[START]

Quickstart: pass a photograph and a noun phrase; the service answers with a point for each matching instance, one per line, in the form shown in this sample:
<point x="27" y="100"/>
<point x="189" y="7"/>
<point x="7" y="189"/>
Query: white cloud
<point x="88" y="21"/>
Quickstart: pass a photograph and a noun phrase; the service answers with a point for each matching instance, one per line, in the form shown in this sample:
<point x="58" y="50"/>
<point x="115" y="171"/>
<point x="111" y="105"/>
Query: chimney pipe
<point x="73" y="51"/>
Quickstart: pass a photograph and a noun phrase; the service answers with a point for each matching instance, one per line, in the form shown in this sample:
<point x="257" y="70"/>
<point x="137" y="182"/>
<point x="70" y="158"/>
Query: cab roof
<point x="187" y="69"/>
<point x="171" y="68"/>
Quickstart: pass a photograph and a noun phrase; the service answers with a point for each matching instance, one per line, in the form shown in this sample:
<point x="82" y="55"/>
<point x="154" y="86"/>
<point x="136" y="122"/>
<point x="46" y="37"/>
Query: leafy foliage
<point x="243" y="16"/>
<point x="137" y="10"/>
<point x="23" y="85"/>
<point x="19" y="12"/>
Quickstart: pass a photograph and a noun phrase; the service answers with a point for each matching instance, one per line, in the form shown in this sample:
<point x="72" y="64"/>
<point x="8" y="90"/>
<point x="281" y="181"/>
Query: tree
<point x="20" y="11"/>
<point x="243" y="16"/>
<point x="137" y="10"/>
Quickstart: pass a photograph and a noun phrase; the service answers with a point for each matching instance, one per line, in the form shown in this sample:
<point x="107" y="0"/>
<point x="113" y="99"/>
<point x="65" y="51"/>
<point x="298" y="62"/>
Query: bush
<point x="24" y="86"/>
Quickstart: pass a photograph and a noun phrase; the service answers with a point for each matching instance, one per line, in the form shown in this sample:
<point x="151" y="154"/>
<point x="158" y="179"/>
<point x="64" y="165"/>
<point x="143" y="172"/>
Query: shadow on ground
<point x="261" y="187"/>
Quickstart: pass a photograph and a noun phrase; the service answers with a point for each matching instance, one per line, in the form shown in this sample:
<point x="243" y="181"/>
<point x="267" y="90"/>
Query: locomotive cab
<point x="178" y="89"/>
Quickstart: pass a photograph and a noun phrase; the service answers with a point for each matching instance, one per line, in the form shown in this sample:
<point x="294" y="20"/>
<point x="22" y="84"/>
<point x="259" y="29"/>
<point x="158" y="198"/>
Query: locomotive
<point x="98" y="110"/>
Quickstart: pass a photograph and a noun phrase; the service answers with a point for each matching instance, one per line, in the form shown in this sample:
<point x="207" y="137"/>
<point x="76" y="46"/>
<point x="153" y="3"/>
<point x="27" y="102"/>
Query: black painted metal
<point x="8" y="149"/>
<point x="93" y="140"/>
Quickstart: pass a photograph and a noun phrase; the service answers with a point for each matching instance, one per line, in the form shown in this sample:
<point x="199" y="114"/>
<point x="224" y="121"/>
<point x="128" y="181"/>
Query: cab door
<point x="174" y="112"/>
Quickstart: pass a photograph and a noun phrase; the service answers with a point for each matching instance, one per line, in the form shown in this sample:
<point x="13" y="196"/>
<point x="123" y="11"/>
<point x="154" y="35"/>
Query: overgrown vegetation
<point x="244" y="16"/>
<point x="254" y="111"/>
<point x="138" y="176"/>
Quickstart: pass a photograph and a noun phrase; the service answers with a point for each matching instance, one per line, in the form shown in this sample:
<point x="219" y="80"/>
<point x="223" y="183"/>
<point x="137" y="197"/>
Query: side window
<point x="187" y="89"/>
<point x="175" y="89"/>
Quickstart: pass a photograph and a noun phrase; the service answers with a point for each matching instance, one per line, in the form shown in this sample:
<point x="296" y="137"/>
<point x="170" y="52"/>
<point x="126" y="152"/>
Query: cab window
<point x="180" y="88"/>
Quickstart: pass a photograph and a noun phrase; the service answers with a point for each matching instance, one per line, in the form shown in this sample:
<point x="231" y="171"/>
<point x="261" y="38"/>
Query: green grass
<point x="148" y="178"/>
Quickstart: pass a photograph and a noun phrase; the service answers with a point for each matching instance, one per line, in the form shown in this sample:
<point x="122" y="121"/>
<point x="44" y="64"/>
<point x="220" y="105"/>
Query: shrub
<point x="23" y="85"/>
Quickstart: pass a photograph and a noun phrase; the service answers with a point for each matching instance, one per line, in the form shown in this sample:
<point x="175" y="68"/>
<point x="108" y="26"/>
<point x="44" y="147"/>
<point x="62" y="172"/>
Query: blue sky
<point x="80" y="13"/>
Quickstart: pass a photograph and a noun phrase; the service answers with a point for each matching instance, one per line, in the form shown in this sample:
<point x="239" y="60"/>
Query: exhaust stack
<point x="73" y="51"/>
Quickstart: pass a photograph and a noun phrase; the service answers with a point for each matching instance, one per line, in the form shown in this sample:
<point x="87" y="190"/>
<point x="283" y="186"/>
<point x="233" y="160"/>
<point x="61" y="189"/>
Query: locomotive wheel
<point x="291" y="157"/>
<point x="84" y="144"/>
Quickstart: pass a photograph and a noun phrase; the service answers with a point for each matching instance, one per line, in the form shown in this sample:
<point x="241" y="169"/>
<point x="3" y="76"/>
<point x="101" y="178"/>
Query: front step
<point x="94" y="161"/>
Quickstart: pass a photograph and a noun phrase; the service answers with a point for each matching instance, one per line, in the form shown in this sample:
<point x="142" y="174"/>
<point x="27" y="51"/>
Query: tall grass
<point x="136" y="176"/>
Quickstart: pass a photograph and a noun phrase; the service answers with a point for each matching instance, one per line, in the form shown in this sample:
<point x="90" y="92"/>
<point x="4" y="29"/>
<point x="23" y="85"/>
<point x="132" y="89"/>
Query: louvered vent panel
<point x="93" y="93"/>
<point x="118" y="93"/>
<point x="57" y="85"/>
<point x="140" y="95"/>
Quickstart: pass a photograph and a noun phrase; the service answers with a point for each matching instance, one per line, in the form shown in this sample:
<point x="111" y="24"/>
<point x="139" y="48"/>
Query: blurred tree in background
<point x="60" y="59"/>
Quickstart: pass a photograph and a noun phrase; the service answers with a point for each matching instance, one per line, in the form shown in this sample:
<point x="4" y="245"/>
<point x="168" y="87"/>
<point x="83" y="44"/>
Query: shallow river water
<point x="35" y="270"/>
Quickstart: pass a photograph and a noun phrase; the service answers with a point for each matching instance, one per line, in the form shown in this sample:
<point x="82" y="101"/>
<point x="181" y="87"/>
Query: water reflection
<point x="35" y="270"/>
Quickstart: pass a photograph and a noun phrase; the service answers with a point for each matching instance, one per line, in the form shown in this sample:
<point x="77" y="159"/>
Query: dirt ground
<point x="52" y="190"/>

[END]

What the task requires:
Recopy the entries above in their entirety, exactly.

Result:
Quickstart: pass a photograph and a noun phrase; the service answers with a point for each matching instance, one per line, in the form shown in this sample:
<point x="27" y="100"/>
<point x="189" y="7"/>
<point x="7" y="189"/>
Query: white cloud
<point x="88" y="21"/>
Quickstart: pass a photograph and a noun phrase; the service answers with a point for each matching instance, one per line, in the form shown in this sample:
<point x="58" y="50"/>
<point x="115" y="171"/>
<point x="111" y="105"/>
Query: chimney pipe
<point x="73" y="51"/>
Quickstart: pass a photograph and a noun phrase; the service answers with a point for each matching instance, one per line, in the form shown in this sample:
<point x="257" y="70"/>
<point x="137" y="182"/>
<point x="70" y="158"/>
Query: cab roof
<point x="187" y="69"/>
<point x="171" y="68"/>
Quickstart: pass a photograph and a noun phrase; the service answers with a point for each matching instance, one per line, in the form shown in this sample:
<point x="82" y="55"/>
<point x="154" y="86"/>
<point x="136" y="122"/>
<point x="46" y="37"/>
Query: leafy foliage
<point x="243" y="16"/>
<point x="137" y="10"/>
<point x="23" y="85"/>
<point x="19" y="12"/>
Quickstart: pass a photograph and a noun phrase; the service answers with a point for each matching instance, one per line, in the form shown in this sample:
<point x="72" y="64"/>
<point x="8" y="90"/>
<point x="281" y="181"/>
Query: tree
<point x="20" y="11"/>
<point x="243" y="16"/>
<point x="137" y="10"/>
Quickstart: pass a photograph and a noun phrase; the service answers with a point for each matching instance, one per line, in the form shown in this sample:
<point x="107" y="0"/>
<point x="113" y="99"/>
<point x="65" y="51"/>
<point x="298" y="62"/>
Query: bush
<point x="24" y="86"/>
Quickstart: pass a photograph and a noun phrase; the service answers with a point for each matching instance, one per line, in the form shown in this sample:
<point x="151" y="154"/>
<point x="158" y="179"/>
<point x="64" y="165"/>
<point x="143" y="172"/>
Query: shadow on ground
<point x="261" y="187"/>
Quickstart: pass a photograph and a noun phrase; the service answers with a point for each matching instance, one per line, in the form shown in this sample:
<point x="243" y="181"/>
<point x="267" y="90"/>
Query: locomotive cab
<point x="178" y="89"/>
Quickstart: pass a photograph and a noun phrase; the service answers with a point for each matching instance, one per line, in the form shown in this sample:
<point x="294" y="20"/>
<point x="22" y="84"/>
<point x="259" y="29"/>
<point x="158" y="198"/>
Query: locomotive
<point x="98" y="110"/>
Quickstart: pass a photograph and a noun phrase; the service answers with a point for each matching instance, one per line, in the form shown in this sample:
<point x="207" y="137"/>
<point x="76" y="46"/>
<point x="153" y="3"/>
<point x="27" y="102"/>
Query: black painted metal
<point x="8" y="149"/>
<point x="93" y="140"/>
Quickstart: pass a photograph and a noun phrase; the service answers with a point for each matching instance, one per line, in the form shown in this sample:
<point x="199" y="114"/>
<point x="224" y="121"/>
<point x="128" y="181"/>
Query: cab door
<point x="174" y="112"/>
Quickstart: pass a photograph and a noun phrase; the service answers with a point for each matching instance, one per line, in the form shown in this sample:
<point x="13" y="196"/>
<point x="123" y="11"/>
<point x="154" y="35"/>
Query: overgrown vegetation
<point x="244" y="16"/>
<point x="254" y="111"/>
<point x="138" y="176"/>
Quickstart: pass a photograph and a noun phrase; the service answers with a point for each matching instance, one per line, in the form shown in this sample:
<point x="219" y="80"/>
<point x="223" y="183"/>
<point x="137" y="197"/>
Query: side window
<point x="187" y="89"/>
<point x="175" y="89"/>
Quickstart: pass a photograph and a noun phrase; the service answers with a point for each matching instance, one per line, in the form shown in this sample:
<point x="296" y="137"/>
<point x="170" y="52"/>
<point x="126" y="152"/>
Query: cab window
<point x="180" y="88"/>
Quickstart: pass a photograph and a noun phrase; the service answers with a point for each matching instance, one per line, in the form shown in this sample:
<point x="231" y="171"/>
<point x="261" y="38"/>
Query: green grass
<point x="148" y="178"/>
Quickstart: pass a photograph and a noun phrase; the service answers with a point for each matching instance, one per line, in the form shown in this sample:
<point x="122" y="121"/>
<point x="44" y="64"/>
<point x="220" y="105"/>
Query: shrub
<point x="23" y="85"/>
Quickstart: pass a photograph and a noun phrase; the service answers with a point for each matching instance, one per line, in the form shown in this sample:
<point x="175" y="68"/>
<point x="108" y="26"/>
<point x="44" y="147"/>
<point x="62" y="172"/>
Query: blue sky
<point x="80" y="13"/>
Quickstart: pass a photograph and a noun phrase; the service answers with a point for each matching instance, one per line, in the form shown in this sample:
<point x="239" y="60"/>
Query: exhaust stack
<point x="73" y="51"/>
Quickstart: pass a photograph and a noun phrase; the service answers with a point for each matching instance, one per line, in the form shown in this sample:
<point x="87" y="190"/>
<point x="283" y="186"/>
<point x="233" y="160"/>
<point x="61" y="189"/>
Query: locomotive wheel
<point x="291" y="157"/>
<point x="84" y="144"/>
Quickstart: pass a photograph and a noun phrase; the service answers with a point for each matching instance, one per line, in the form shown in this sample:
<point x="241" y="169"/>
<point x="3" y="76"/>
<point x="101" y="178"/>
Query: front step
<point x="94" y="161"/>
Quickstart: pass a photograph and a noun phrase; the service answers with a point for each matching instance, one per line, in the form shown in this sample:
<point x="142" y="174"/>
<point x="27" y="51"/>
Query: tall grass
<point x="136" y="176"/>
Quickstart: pass a photograph and a noun phrase; the service answers with a point for each matching instance, one per line, in the form shown in this sample:
<point x="90" y="92"/>
<point x="4" y="29"/>
<point x="23" y="85"/>
<point x="132" y="89"/>
Query: louvered vent panel
<point x="93" y="93"/>
<point x="118" y="93"/>
<point x="57" y="85"/>
<point x="140" y="95"/>
Quickstart: pass a photograph and a noun phrase; the service answers with a point for each matching instance, one per line, in the form shown in this sample:
<point x="111" y="24"/>
<point x="139" y="48"/>
Query: blurred tree in background
<point x="60" y="59"/>
Quickstart: pass a photograph and a noun phrase; the service answers with a point for each matching instance, one per line, in the form shown in this sample:
<point x="4" y="245"/>
<point x="168" y="87"/>
<point x="83" y="44"/>
Query: shallow river water
<point x="35" y="270"/>
Quickstart: pass a photograph and a noun phrase; the service answers with a point for each matching instance, one per line, in the form shown in this sample:
<point x="82" y="101"/>
<point x="181" y="87"/>
Query: water reflection
<point x="35" y="270"/>
Quickstart: pass a photograph and a noun phrase; the service answers with a point for each matching instance, one per line, in the form shown in this sample:
<point x="77" y="159"/>
Query: dirt ground
<point x="52" y="190"/>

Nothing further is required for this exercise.